COR LITÚRGICA: BRANCO OU
DOURADO
(Que o Círio Pascal seja o
grande sinal deste Tempo Pascal)
O Senhor
ressuscitou! Aleluia! Nesta páscoa semanal a liturgia nos mostra a missão
evangelizadora da Igreja, que através do aparecimento do Ressuscitado, torna
possível a existência da comunidade e de sua missão: missão que nos ensina a
servir, e servindo manifestamos e reconhecemos a presença de Cristo entre nós,
e garantimos o milagre da unidade. Como Pedro, aceitamos o convite de Jesus:
Segue-me!
1. Situando-nos
Neste terceiro domingo da Páscoa, o Senhor Ressuscitado caminha
conosco e nos revela a Palavra viva, senta à mesa e reparte conosco sua vida.
Nesta reunião, partilhamos com Ele as incertezas, as dúvidas e
as dificuldades em compreender o caminho pascal. Somos iluminados pela Palavra
da Escritura que faz arder nosso coração e nos prepara para o banquete da
aliança, onde Ele mesmo se dá como alimento.
Ele vem ao nosso encontro, caminha conosco, abre nossos olhos e
ouvidos para compreendermos o sentido da cruz. Deixemo-nos guiar por sua
Palavra que nos tira do medo e da timidez e nos faz anunciadores da Boa
Notícia.
2. Recordando a Palavra
A leitura do evangelho de Lucas narra o encontro do Ressuscitado
com os discípulos de Emaús. Esse texto, exclusivo de Lucas, convida a percorrer
o caminho do discipulado para encontrar Jesus ressuscitado, que parte o pão
conosco e revela seu amor que inflama nosso coração.

◆ **Material extraído**
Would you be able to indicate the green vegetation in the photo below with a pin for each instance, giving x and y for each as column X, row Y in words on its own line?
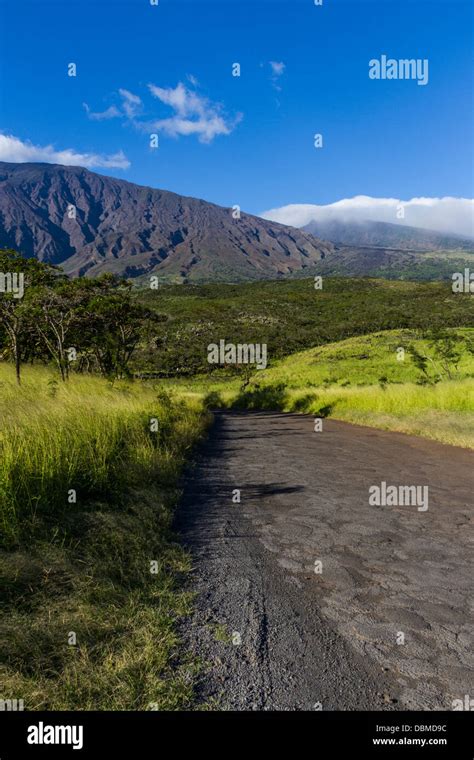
column 88, row 482
column 361, row 380
column 81, row 570
column 289, row 316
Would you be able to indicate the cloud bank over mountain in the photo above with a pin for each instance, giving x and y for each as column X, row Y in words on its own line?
column 447, row 215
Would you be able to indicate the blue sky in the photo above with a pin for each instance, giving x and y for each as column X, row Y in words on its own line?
column 304, row 70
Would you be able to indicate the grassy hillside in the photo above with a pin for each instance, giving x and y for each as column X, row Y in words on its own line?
column 289, row 316
column 361, row 380
column 87, row 622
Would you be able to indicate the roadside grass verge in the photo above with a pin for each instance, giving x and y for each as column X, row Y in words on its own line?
column 88, row 622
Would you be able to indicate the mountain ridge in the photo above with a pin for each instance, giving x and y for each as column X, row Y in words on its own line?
column 135, row 230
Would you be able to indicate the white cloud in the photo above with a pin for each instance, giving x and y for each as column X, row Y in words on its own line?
column 451, row 215
column 277, row 67
column 110, row 113
column 193, row 114
column 17, row 151
column 131, row 103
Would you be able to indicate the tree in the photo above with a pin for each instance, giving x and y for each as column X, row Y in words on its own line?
column 17, row 327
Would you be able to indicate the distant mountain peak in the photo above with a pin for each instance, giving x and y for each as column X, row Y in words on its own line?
column 88, row 223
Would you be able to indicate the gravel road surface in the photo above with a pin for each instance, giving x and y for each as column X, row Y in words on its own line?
column 308, row 596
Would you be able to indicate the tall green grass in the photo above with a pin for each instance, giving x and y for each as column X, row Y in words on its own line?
column 84, row 567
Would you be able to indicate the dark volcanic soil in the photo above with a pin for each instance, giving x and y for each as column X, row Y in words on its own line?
column 386, row 624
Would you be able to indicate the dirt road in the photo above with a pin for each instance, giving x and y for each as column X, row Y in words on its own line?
column 309, row 596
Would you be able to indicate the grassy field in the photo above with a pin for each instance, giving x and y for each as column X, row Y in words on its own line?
column 360, row 380
column 87, row 621
column 289, row 316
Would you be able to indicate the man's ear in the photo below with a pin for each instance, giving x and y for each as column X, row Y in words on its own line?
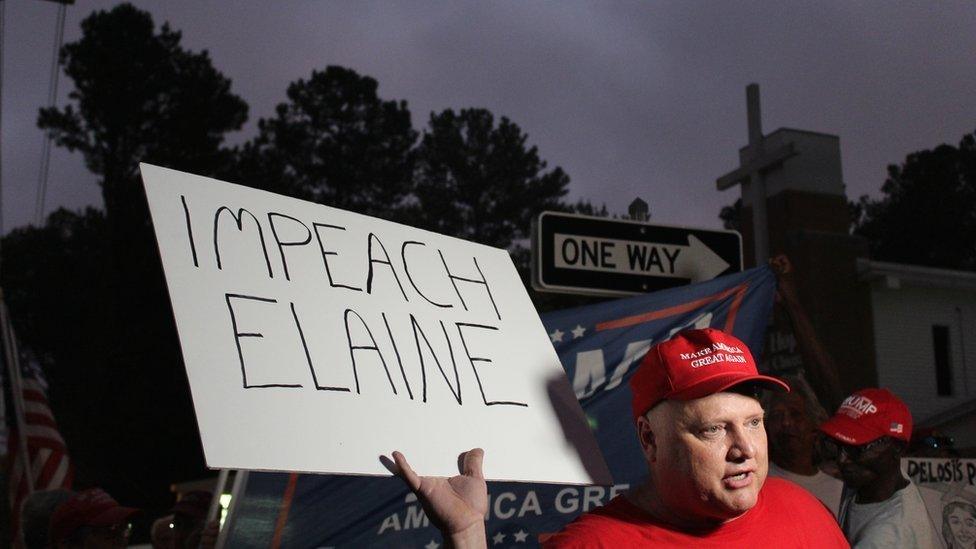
column 647, row 439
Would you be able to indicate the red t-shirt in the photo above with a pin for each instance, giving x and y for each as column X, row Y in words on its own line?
column 785, row 515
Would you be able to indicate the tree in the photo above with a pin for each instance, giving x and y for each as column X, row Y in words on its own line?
column 87, row 290
column 335, row 142
column 139, row 96
column 481, row 182
column 927, row 214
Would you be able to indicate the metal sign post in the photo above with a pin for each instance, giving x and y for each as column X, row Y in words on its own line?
column 599, row 256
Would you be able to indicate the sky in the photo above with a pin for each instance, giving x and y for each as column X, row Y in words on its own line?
column 631, row 99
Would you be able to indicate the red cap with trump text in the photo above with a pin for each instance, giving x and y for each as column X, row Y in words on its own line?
column 868, row 415
column 694, row 364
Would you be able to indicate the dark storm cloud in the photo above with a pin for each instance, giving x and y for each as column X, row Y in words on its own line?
column 629, row 98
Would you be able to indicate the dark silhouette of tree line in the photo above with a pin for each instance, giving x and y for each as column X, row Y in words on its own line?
column 926, row 214
column 86, row 289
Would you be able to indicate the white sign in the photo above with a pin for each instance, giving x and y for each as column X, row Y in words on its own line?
column 696, row 261
column 948, row 488
column 317, row 340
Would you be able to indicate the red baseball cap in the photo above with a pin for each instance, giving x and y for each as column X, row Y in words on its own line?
column 93, row 507
column 868, row 415
column 694, row 364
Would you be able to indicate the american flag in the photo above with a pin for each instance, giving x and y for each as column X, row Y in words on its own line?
column 47, row 466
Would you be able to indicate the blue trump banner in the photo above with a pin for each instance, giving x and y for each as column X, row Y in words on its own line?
column 599, row 346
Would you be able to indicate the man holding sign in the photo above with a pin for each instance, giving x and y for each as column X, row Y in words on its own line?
column 701, row 430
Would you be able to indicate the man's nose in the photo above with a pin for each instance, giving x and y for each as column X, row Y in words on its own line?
column 744, row 445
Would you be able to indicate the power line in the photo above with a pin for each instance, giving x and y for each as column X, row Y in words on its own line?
column 52, row 98
column 3, row 6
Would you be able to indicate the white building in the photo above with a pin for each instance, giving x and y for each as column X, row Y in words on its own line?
column 924, row 322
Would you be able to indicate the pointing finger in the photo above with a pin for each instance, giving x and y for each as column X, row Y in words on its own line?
column 471, row 463
column 406, row 472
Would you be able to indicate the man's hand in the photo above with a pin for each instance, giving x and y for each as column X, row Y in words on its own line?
column 785, row 285
column 456, row 505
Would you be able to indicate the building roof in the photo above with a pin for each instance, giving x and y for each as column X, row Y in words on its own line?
column 894, row 275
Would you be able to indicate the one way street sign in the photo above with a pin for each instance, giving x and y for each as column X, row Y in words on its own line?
column 598, row 256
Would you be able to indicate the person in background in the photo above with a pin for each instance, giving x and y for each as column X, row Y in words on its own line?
column 700, row 427
column 36, row 514
column 792, row 418
column 91, row 520
column 959, row 525
column 186, row 526
column 880, row 507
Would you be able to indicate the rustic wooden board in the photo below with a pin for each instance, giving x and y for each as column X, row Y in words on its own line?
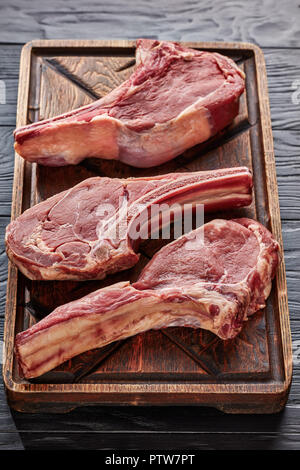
column 251, row 373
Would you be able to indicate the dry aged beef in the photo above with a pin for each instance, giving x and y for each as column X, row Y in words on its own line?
column 87, row 231
column 213, row 278
column 176, row 98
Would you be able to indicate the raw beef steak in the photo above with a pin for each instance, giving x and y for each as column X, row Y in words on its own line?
column 175, row 99
column 88, row 231
column 214, row 278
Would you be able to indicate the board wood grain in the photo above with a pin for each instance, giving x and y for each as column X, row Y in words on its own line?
column 251, row 373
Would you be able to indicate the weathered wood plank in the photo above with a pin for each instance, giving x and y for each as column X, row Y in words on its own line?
column 274, row 24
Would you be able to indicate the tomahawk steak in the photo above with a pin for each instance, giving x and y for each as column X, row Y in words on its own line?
column 89, row 231
column 176, row 98
column 213, row 278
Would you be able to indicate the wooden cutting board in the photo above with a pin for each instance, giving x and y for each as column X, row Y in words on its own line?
column 184, row 366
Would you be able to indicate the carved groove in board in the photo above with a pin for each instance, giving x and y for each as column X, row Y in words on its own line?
column 60, row 69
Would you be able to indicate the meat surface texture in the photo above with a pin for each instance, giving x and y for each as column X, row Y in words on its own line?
column 176, row 98
column 90, row 230
column 214, row 278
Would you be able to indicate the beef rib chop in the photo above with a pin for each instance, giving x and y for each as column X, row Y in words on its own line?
column 176, row 98
column 214, row 278
column 87, row 232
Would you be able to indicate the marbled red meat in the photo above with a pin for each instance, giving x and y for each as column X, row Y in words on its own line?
column 214, row 278
column 73, row 235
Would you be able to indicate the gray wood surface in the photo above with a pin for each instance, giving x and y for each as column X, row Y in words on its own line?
column 272, row 25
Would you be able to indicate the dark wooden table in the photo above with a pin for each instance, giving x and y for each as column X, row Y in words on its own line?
column 272, row 25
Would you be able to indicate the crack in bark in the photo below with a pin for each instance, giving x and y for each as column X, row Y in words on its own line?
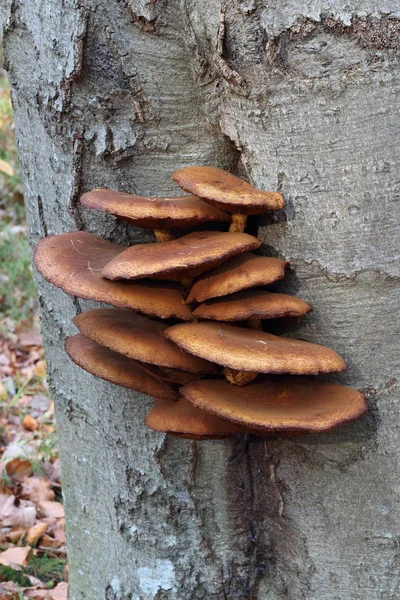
column 42, row 219
column 376, row 33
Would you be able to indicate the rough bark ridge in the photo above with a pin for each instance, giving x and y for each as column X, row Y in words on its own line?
column 299, row 96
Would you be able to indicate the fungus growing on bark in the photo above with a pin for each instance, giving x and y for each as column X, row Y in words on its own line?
column 246, row 351
column 252, row 304
column 160, row 214
column 111, row 366
column 185, row 419
column 74, row 261
column 183, row 257
column 139, row 338
column 295, row 404
column 227, row 192
column 244, row 271
column 150, row 356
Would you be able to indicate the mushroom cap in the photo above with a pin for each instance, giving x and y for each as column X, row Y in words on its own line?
column 199, row 438
column 252, row 304
column 226, row 191
column 252, row 350
column 176, row 375
column 189, row 255
column 244, row 271
column 160, row 213
column 73, row 262
column 183, row 417
column 295, row 404
column 106, row 364
column 137, row 337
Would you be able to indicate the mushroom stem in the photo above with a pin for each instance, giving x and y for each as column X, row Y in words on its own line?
column 239, row 377
column 162, row 235
column 186, row 282
column 238, row 223
column 254, row 323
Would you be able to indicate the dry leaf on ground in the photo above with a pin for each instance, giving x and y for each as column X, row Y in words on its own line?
column 18, row 468
column 30, row 423
column 53, row 510
column 15, row 556
column 37, row 489
column 36, row 532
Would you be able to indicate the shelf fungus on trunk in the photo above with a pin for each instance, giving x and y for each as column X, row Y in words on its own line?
column 252, row 306
column 157, row 357
column 182, row 258
column 282, row 404
column 74, row 261
column 244, row 271
column 227, row 192
column 183, row 419
column 120, row 370
column 160, row 214
column 139, row 338
column 246, row 351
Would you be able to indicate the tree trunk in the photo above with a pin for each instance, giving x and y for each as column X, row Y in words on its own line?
column 296, row 96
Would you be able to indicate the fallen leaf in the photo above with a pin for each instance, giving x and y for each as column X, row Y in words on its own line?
column 9, row 590
column 49, row 542
column 15, row 556
column 18, row 469
column 13, row 516
column 37, row 594
column 3, row 392
column 15, row 534
column 30, row 338
column 52, row 509
column 36, row 532
column 53, row 470
column 60, row 592
column 37, row 489
column 29, row 423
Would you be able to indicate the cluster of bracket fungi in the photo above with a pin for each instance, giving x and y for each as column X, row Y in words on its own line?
column 187, row 322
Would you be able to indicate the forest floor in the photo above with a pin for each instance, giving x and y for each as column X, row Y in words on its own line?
column 32, row 528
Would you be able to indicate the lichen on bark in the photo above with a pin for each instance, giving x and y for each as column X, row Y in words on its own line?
column 122, row 94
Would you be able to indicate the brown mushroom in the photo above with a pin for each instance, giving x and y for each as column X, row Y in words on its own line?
column 111, row 366
column 247, row 350
column 184, row 257
column 244, row 271
column 177, row 376
column 228, row 192
column 294, row 404
column 73, row 262
column 160, row 214
column 137, row 337
column 184, row 419
column 252, row 305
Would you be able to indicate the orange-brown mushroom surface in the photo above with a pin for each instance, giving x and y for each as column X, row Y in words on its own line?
column 183, row 417
column 252, row 304
column 226, row 191
column 111, row 366
column 137, row 337
column 160, row 213
column 73, row 262
column 244, row 271
column 279, row 404
column 189, row 255
column 252, row 350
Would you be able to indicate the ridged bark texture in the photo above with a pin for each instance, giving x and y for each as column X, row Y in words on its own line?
column 297, row 96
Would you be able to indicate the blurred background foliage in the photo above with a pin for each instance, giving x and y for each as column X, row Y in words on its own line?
column 17, row 293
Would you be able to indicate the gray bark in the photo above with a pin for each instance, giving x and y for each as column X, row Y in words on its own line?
column 297, row 96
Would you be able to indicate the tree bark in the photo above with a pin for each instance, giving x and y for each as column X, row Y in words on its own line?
column 296, row 96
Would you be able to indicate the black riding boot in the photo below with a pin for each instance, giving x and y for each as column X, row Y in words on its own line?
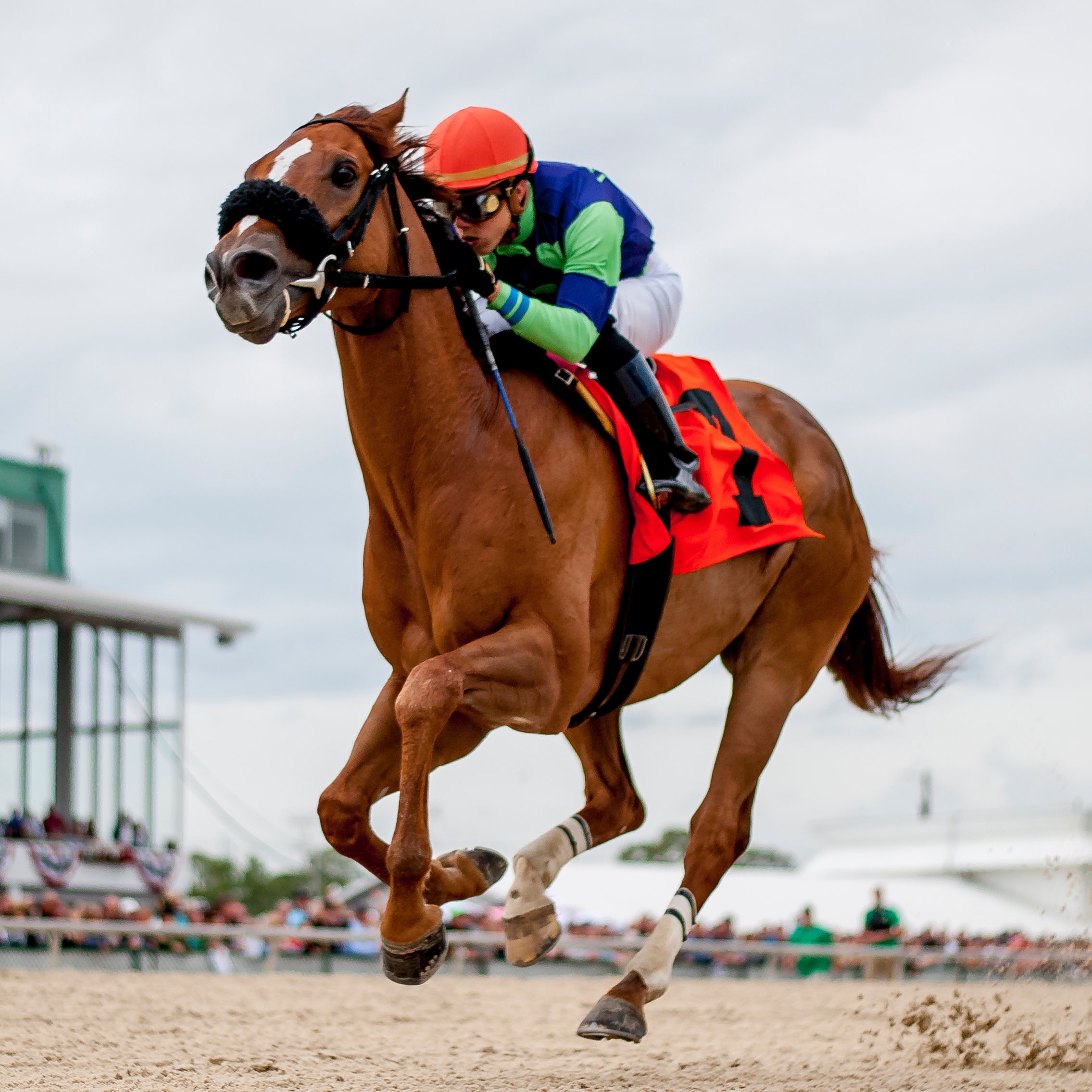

◆ **Tarefa**
Reproduza fielmente o trecho do texto de origem começando em "2. Recordando a" e terminando em "inflama nosso coração.".

◆ **Resposta escrita**
2. Recordando a Palavra
A leitura do evangelho de Lucas narra o encontro do Ressuscitado
com os discípulos de Emaús. Esse texto, exclusivo de Lucas, convida a percorrer
o caminho do discipulado para encontrar Jesus ressuscitado, que parte o pão
conosco e revela seu amor que inflama nosso coração.